*TASK DIRECTIONS*. Could you return, word for word, the part of the Philadelphia Statement article that opens with the words containing "To seek unity" and closes with "Religious Freedom Institute."?

*GIVEN PASSAGE*.
In 2012, a Catholic student group left the Vanderbilt University campus over a controversial school non-discrimination policy which barred the group from requiring its leaders to be Catholic.
At the same time, the Philadelphia Statement comes after years of debate about how to respond to political misinformation, false or misleading medical information, alleged foreign interference in elections, online harassment, political extremism, and pornography.
Free speech, in the view of the Philadelphia Statement, does not include "defamation, obscenity, intimidation and threats, and incitement to violence."
However, it stressed, making "hate speech" an exception to free speech is "foreign to our free speech ideals." The concept is "impossible to define" and is "often used by those wielding political, economic, or cultural power to silence dissenting voices."
"That is why we must favor openness, to allow ideas and beliefs the chance to be assessed on their own merits; and we must be willing to trust that bad ideas will be corrected not through censorship but through better arguments," the statement said.
To seek unity instead of division and to secure a free, pluralistic society where people may live according to their consciences, the statement said, "we must renounce ideological blacklisting and recommit ourselves to steadfastly defending freedom of speech and passionately promoting robust civil discourse."
The statement's signers include Alan Sears, former president of Alliance Defending Freedom; Dr. Daniel Mark, past chairman of the U.S. Commission on International Religious Freedom; Dr. Mary Eberstadt of the Faith and Reason Institute; Nina Shea, director of the Hudson Institute's Center for Religious Freedom; Howard Slugh, founder and general counsel of the Jewish Coalition for Religious Liberty; Dr. Russell Moore, president of the Ethics and Religious Liberty Commission of the Southern Baptist Convention; and Dr. Thomas Farr, president of the Religious Freedom Institute.
One signer is Ayaan Hirsi Ali, a Somali-born former Muslim who is now an atheist, a staunch critic of Islam, and a research fellow at the Hudson Institution. Another signer is Dr. Charles Murray, whose controversial 1994 book "The Bell Curve" discussed social stratification and apparent racial differences in intelligence. Kevin D. Williamson, a writer for the conservative National Review, also signed. In 2018 Williamson was briefly hired by the prestigious cultural commentary journal The Atlantic, then fired for polemical comments he made in 2014 that appeared to suggest hanging as a criminal punishment for abortion.

*EXTRACTED MATERIAL*.

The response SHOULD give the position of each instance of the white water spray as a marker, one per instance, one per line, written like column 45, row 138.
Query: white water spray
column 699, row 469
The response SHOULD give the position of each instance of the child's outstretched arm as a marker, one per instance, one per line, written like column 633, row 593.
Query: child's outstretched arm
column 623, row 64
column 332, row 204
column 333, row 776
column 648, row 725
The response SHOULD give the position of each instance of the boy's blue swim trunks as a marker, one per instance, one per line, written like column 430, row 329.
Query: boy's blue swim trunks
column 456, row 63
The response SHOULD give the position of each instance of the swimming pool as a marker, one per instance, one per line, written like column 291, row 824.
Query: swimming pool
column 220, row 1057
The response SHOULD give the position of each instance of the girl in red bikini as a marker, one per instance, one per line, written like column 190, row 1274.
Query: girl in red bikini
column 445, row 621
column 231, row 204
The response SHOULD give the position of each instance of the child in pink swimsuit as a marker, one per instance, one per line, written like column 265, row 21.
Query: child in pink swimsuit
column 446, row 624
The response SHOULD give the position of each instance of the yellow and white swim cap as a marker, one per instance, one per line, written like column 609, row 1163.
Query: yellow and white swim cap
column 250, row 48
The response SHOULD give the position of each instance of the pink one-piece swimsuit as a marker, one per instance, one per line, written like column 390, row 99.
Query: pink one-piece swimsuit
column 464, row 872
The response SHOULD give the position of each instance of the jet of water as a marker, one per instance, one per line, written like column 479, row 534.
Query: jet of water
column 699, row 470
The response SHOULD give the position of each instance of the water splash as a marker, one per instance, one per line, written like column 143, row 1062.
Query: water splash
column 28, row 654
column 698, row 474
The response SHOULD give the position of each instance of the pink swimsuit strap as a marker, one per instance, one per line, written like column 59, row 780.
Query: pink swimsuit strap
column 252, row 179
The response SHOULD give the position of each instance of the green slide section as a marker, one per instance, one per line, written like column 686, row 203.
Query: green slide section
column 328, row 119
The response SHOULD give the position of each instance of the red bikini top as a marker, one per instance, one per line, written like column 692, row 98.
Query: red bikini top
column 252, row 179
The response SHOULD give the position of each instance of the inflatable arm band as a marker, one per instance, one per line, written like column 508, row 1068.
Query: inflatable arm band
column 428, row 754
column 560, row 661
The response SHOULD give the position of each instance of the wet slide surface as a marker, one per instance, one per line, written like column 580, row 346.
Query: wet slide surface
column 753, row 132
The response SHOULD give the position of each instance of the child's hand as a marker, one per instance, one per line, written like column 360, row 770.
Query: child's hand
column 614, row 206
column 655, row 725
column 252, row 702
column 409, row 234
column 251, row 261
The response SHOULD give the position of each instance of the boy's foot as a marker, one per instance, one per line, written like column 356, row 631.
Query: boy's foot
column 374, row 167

*TASK RESULT*.
To seek unity instead of division and to secure a free, pluralistic society where people may live according to their consciences, the statement said, "we must renounce ideological blacklisting and recommit ourselves to steadfastly defending freedom of speech and passionately promoting robust civil discourse."
The statement's signers include Alan Sears, former president of Alliance Defending Freedom; Dr. Daniel Mark, past chairman of the U.S. Commission on International Religious Freedom; Dr. Mary Eberstadt of the Faith and Reason Institute; Nina Shea, director of the Hudson Institute's Center for Religious Freedom; Howard Slugh, founder and general counsel of the Jewish Coalition for Religious Liberty; Dr. Russell Moore, president of the Ethics and Religious Liberty Commission of the Southern Baptist Convention; and Dr. Thomas Farr, president of the Religious Freedom Institute.